■ Goals ■
a - According to the passage on Congo Fan turbidity currents, what front velocity did the January 14–16th flow reach more than 1000 km from its source?
b - Extend the passage on Congo Fan turbidity currents, picking up after its final sentence.

■ Selected extract ■
● ● ● ● ●

Changes in turbidity current transit (front) speeds, and flow behaviour, are documented by arrival times at ADCP-moorings and cable breaks. These data show that the front of the January 14–16th turbidity current progressively accelerated as it ran out for over 1130 km (Fig. 5A). The flow-front initially moved at 5.0–5.2 m/s for its first 500 km, before reaching a velocity of 8.2 m/s over 1000 km from source, albeit with a decrease in front speed between ~880 and 1000 km (Fig. 5A).

Fig. 5: Changes in turbidity current front (transit) speed with distance along the Congo Fan system, compared to changes in long profile, gradient and width.
figure 5

A Changes in front speed with distance from Congo River mouth for all turbidity currents recorded in 2019–20. Flow speeds are derived from submarine cable breaks, and arrival times at moored ADCPs. Distances are measured along the sinuous floor of the Congo Canyon-Channel. Seabed cable are shown by vertical dashed lines, and ADCP-mooring (e.g., M7) sites are shown by red arrows and vertical dashed lines. Speeds of individual turbidity currents in 2019–2020 are shown by different coloured lines. The figure also includes the speed of the April 28–29th 2021 turbidity current between cable breaks (Supplementary Table 1), and the speed of a turbidity current between moorings in 200442. Flows with front speeds >4–5 m/s (grey box) tend to self-accelerate or sustain those front speeds over long distance, while flows with front speeds <4 m/s tend to decelerate and dissipate. B Changes in water depth and C seafloor gradient with distance along the floor of the canyon-channel. D Changes in canyon-channel width with distance measured at crests of confining levees or first terrace.

ADCP-moorings recorded a further 13 flows between September 2019 and January 2020 (Figs. 2 and 5). Twelve of these flows terminated in the upper canyon, and these events had front velocities of <4 m/s (Fig. 5A). One flow on January 5–15th travelled for >800 km, initially with a front speed of 4.4 m/s, but this flow decelerated to speeds of <1 m/s in deep-water, and terminated before the final mooring (Fig. 5A). Cable breaks on 28–29th April 2021 recorded a long-runout flow travelling at 4.0 m/s, although no ADCP-moorings remained to capture this event in detail (Fig. 2). Thus, a broad pattern emerges; flows with initial front speed exceeding 4 m/s ran out for long distances (>1000 km), and accelerated if their initial front speed was ≥5.0 m/s. In contrast, initially slower (<4 m/s) moving flows decelerated and ran out for 200–800 km (Figs. 2 and 3).

● ● ● ● ●

[Records from a collection]
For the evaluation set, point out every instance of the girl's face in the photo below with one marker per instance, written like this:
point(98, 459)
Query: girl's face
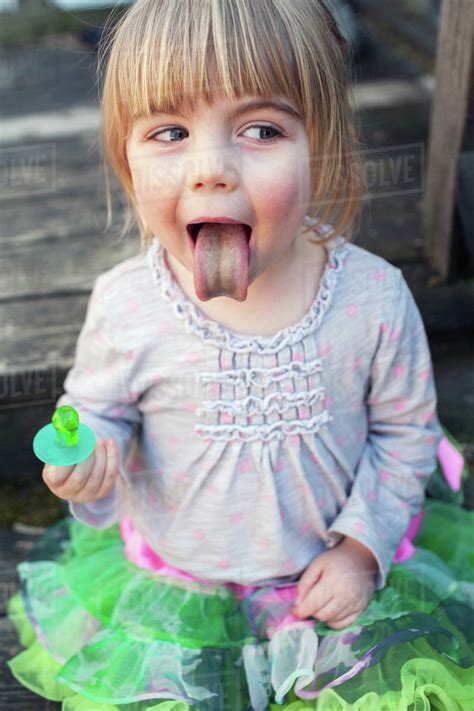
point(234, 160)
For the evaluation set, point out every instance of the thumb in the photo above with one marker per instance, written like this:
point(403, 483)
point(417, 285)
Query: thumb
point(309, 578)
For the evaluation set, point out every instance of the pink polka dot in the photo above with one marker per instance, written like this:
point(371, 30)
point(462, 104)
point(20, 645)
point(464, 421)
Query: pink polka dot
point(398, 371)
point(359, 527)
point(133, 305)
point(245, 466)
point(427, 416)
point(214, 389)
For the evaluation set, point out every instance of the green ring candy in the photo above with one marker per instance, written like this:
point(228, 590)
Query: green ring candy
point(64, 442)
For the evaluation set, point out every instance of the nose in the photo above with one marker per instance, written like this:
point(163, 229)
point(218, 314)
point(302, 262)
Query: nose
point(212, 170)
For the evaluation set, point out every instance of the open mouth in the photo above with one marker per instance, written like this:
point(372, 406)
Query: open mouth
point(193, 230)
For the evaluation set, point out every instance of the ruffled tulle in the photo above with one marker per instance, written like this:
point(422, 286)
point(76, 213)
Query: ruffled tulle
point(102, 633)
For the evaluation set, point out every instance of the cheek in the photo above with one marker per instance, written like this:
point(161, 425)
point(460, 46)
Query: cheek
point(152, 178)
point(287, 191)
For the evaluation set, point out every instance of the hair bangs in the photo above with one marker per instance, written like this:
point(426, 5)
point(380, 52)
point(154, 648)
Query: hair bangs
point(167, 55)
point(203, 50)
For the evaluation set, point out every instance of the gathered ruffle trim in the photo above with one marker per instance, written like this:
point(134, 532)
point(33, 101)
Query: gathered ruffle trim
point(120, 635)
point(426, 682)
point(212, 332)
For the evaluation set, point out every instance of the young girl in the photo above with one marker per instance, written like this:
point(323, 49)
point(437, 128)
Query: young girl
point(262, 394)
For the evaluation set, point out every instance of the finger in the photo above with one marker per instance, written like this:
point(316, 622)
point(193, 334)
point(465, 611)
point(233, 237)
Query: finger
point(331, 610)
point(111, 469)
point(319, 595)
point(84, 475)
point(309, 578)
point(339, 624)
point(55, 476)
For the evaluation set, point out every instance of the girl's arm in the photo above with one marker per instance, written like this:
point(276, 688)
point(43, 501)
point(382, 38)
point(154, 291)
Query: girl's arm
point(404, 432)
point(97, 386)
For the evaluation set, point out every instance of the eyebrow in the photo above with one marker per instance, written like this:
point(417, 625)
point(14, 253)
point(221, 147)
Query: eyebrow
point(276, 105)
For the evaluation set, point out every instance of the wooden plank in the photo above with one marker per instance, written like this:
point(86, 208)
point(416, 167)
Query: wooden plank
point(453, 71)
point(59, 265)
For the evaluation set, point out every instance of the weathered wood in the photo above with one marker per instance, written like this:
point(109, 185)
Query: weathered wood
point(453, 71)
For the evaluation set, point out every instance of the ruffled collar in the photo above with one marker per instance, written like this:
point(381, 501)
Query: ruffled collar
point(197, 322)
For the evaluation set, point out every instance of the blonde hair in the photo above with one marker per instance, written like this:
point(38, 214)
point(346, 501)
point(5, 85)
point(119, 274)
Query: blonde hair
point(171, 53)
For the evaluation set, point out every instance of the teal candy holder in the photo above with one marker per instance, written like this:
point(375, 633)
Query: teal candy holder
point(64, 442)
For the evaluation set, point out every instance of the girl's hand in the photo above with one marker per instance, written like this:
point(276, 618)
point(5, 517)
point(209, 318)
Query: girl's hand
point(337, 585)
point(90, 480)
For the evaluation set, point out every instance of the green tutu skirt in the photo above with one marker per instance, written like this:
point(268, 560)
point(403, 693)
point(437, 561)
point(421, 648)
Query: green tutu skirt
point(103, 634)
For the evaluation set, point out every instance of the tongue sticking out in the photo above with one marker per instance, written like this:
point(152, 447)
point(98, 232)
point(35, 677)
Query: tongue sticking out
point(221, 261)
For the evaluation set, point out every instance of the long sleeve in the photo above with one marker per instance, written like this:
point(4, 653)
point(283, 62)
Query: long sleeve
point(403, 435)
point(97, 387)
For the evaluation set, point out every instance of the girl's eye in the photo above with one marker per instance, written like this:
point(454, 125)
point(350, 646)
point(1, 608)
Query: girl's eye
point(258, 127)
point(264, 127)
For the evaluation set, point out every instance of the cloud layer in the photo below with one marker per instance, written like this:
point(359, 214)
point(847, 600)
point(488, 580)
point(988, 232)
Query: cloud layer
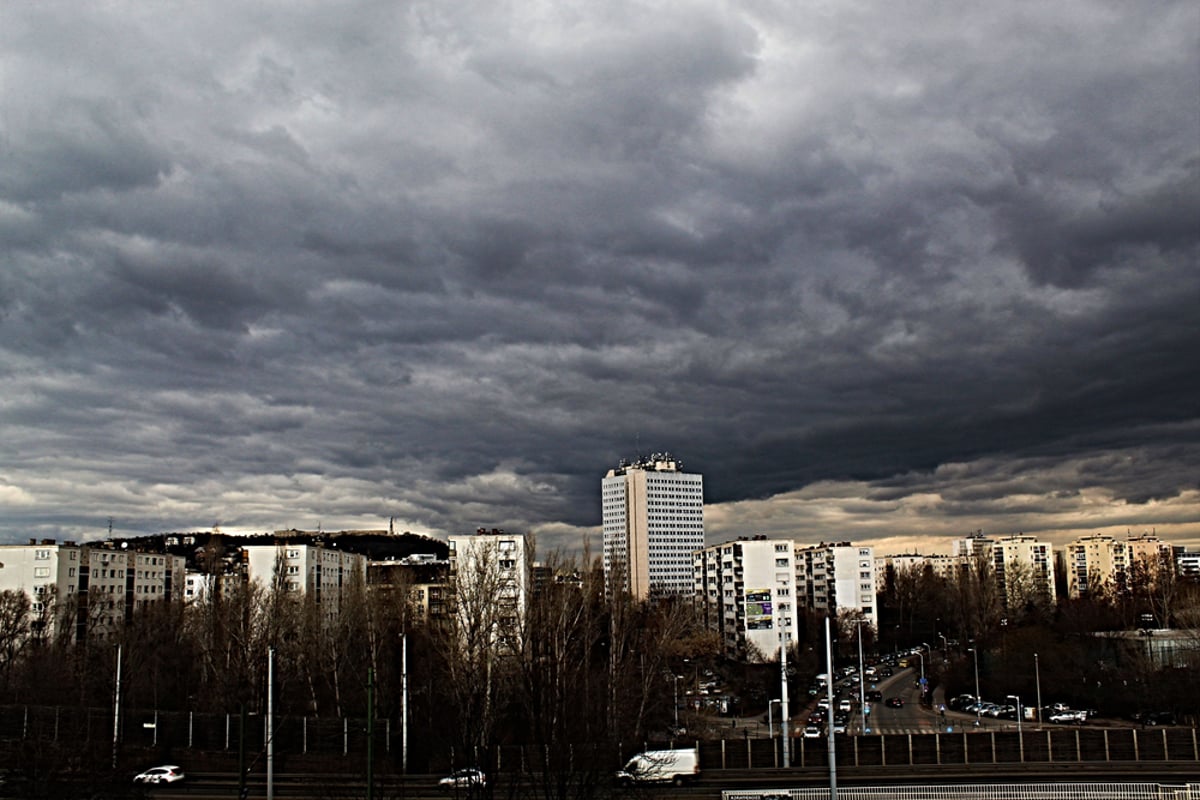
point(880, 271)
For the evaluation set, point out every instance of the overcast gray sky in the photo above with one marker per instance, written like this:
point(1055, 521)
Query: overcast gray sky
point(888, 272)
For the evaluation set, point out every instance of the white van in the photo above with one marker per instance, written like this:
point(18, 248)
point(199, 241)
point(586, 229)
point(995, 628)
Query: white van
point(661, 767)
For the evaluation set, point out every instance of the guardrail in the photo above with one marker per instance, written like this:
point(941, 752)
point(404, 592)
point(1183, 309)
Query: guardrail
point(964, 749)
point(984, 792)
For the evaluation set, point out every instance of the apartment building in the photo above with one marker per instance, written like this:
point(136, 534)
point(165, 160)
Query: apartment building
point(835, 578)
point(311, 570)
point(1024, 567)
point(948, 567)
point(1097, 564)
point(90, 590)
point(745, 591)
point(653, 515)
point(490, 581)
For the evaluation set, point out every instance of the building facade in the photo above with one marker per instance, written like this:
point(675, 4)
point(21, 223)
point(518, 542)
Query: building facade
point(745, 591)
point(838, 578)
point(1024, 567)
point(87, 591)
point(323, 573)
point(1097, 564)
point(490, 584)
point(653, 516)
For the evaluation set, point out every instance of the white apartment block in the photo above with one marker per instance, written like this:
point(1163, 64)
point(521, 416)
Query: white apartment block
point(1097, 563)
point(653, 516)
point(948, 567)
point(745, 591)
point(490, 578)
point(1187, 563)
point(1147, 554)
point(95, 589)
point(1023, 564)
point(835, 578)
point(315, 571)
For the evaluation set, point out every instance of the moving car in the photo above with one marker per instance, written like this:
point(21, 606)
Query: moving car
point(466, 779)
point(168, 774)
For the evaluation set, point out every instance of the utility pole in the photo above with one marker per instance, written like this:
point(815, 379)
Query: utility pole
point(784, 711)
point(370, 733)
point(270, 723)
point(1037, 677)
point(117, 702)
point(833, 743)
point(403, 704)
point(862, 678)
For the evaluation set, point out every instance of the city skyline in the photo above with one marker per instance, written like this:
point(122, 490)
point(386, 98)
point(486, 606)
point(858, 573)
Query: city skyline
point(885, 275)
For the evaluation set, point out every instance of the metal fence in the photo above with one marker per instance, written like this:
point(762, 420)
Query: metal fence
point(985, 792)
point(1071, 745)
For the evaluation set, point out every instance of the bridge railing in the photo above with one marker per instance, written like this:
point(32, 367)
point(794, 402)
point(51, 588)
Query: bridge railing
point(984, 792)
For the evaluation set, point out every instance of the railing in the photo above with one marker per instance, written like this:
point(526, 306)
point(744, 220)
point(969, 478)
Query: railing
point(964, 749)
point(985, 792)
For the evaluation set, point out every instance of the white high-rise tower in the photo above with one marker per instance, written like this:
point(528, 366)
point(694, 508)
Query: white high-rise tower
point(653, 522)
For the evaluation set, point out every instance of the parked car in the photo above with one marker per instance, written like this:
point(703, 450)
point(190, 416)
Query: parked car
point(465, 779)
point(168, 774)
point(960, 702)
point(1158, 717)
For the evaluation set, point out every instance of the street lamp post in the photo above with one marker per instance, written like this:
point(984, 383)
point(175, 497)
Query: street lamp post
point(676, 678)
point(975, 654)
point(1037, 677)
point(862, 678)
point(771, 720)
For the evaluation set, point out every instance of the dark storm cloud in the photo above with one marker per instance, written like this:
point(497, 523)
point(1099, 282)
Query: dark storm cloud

● ● ● ● ●

■ Responses to the tasks ■
a - 8.2 m/s

b -
Associated seafloor erosion

Time-lapse surveys in September–October 2019 and October 2020 show that 1.07 km3 [>0.40 km3] was eroded from resurveyed reaches (Fig. 1) of the upper canyon and deep-water channel. We report eroded volumes in the form of X [>Y] where X is a most probable value and Y is a conservative minimum estimate (see ‘Methods’ section). The resurveyed reaches comprise only 40% (477 of 1179 km) of the total canyon-channel length (Fig. 1A), so the total amount of eroded seabed sediment may be 2.68 km3 [>1.00 km3] (Supplementary Table 4). This is an exceptionally large sediment volume with a mass of ~1338–2675 Mt [>500–1000 Mt]. For comparison, currently the global annual suspended sediment flux from rivers is ~7200 Mt (Table 1)6. The unusually powerful turbidity currents in January and March 2020 presumably caused this erosion. The amount of sediment eroded along the flow pathway probably greatly exceeds that initially within these flows, as the eroded mass is 31-to-92 times the average annual suspended sediment supply from the Congo River (29–43 Mt/yr)6,44 (Table 1; Supplementary Discussion).

Discussion

It was previously known that major earthquakes could generate powerful and long -runout turbidity currents that transfer very large volumes of sediment to the deep-sea4,5,20. However, it was uncertain whether river floods could also generated turbidity currents that flushed large amounts of sediment through canyons to the deep-sea (Supplementary Discussion); and if so, how this occurred.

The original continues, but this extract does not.